INSTRUCTIONS TO FOLLOW: Convert the rows from the line with "of the camera" up to and including the line with "column 678, row 120" into a two-column CSV with the headers instruction and response. Give one CSV line per row, with its text and its answer each in a single quoted field and any line breaks replaced by spaces.

LISTED ENTRIES:
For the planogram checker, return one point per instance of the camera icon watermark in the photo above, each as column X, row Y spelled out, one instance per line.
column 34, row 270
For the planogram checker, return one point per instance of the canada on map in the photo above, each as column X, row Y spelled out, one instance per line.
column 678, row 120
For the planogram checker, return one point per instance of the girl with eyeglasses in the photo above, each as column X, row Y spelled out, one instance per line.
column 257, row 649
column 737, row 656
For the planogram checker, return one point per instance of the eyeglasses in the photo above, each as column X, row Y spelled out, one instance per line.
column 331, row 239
---
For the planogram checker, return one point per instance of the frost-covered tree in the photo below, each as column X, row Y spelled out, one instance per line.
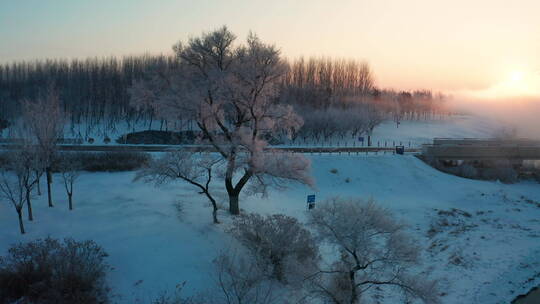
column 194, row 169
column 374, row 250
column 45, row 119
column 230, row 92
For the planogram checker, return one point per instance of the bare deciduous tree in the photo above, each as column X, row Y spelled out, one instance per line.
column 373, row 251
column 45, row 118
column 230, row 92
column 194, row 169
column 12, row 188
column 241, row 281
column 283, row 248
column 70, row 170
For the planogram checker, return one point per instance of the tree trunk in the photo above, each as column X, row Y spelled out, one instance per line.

ANSWER TO THE EXERCISE:
instruction,response
"For the planogram checker, return one point per instance of the camera icon watermark in the photo above, each as column X, row Y spelled out, one instance per line.","column 34, row 270"
"For the planogram checker, return one point per instance of the canada on map in the photo above, each as column X, row Y spelled out, one instance per line.","column 678, row 120"